*選んだ抜粋*:
'''

ここまで原発に危機感を持たず、否定的でない人たちや場所は、今の日本ではそうそう見かけない。

ただ、タイアン村の人たちが原発の安全性を積極的に支持しているかと言えば、そこは明らかに異なる。日本の現状も、原発が来る経緯も、今回の着工延期も、新聞やテレビで間接的に知るしかない閉ざされた原発情報。少なくとも知らされる話題の中に、強く反対すべき理由が見当たらないだけである。

さらに面はゆいが、日本人の高い技術力と国民性に寄せる信頼感が絶大だということだ。原発が安全だとする住民意識の形成には、「日本」という存在が大きく起因しているようにも見える。

まさにそれは“安全神話”だった。すでに日本では瓦解した「原発は絶対に安全」「決して原発事故は起きない」などという実態なき妄信である。タイアン村にはそれがまるで亡霊のように人々の間を漂っていた。

日本に行った村人たち

グォーさんは日本を訪れたことがあるという。

東日本大震災前の2010年夏、「日本の電力会社」の招きで、稼働中の原発を見学しに行ったという。彼によれば、東京にある電力会社と3つの原発を視察し、そこに「福島」も含まれたいたらしい。

'''

[データの行]
'''

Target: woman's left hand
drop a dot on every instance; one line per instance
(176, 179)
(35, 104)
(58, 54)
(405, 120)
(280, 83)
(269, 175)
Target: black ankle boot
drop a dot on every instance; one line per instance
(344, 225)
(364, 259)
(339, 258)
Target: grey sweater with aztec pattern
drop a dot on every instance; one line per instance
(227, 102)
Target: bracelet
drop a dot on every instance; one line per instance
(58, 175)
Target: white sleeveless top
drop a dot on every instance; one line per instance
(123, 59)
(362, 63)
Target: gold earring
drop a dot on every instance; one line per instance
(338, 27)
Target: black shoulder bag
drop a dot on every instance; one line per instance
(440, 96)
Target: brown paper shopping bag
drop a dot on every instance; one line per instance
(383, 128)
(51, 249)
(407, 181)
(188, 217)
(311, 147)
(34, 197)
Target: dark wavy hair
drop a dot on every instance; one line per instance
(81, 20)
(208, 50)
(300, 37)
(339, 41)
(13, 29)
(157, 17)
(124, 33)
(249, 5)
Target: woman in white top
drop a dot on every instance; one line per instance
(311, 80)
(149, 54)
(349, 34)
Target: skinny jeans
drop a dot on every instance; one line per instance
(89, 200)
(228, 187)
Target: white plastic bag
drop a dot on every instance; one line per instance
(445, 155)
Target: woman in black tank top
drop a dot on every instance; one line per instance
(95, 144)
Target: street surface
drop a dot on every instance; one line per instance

'''

*取り組む課題*:
1. タイアン村と原発の文章にある「ここまで原発に危機感を持たず、否定的でない人たちや場所は、今の日本ではそうそう見かけない。」という一文を英語に訳す。
2. タイアン村と原発の文章を「ただ、タイアン村の人たちが原」から始めて「起因しているようにも見える。」まで、一字も変えずに書き写す。
答えはこの文章だけを根拠にすること。

*課題の解答*:
1. In today's Japan, one rarely comes across people or places that have so little sense of crisis about nuclear power plants and are not negative toward them.

2.
ただ、タイアン村の人たちが原発の安全性を積極的に支持しているかと言えば、そこは明らかに異なる。日本の現状も、原発が来る経緯も、今回の着工延期も、新聞やテレビで間接的に知るしかない閉ざされた原発情報。少なくとも知らされる話題の中に、強く反対すべき理由が見当たらないだけである。

さらに面はゆいが、日本人の高い技術力と国民性に寄せる信頼感が絶大だということだ。原発が安全だとする住民意識の形成には、「日本」という存在が大きく起因しているようにも見える。